+++ Extracted data

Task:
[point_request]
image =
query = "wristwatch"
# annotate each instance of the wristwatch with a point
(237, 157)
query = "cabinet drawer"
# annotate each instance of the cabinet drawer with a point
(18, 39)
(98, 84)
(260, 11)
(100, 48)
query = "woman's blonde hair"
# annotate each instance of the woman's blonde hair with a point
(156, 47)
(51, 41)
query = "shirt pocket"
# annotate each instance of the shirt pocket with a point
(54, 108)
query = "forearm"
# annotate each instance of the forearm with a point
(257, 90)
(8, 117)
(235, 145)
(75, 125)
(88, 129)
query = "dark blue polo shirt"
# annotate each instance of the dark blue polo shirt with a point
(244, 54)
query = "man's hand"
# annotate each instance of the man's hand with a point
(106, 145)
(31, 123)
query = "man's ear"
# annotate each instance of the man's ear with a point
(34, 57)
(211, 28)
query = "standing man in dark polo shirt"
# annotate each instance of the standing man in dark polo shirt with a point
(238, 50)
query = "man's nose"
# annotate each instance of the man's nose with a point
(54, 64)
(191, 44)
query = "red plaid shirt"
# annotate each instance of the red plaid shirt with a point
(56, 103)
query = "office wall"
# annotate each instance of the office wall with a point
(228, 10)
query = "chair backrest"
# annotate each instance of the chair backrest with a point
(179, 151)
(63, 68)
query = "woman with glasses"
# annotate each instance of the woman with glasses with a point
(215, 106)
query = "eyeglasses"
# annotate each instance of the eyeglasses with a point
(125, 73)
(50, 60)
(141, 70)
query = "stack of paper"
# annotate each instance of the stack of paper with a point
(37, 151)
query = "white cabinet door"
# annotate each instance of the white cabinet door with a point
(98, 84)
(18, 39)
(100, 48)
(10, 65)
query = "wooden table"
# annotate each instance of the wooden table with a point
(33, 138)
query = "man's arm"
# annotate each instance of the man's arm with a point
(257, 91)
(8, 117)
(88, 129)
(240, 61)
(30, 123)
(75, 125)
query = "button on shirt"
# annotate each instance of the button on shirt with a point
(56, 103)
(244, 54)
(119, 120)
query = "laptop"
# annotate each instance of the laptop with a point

++++++

Task to carry out:
Please report each line of the items above that contains the word "eyeglasses". Case counts.

The reply:
query = "eyeglasses"
# annotate each instance of the eyeglasses with a point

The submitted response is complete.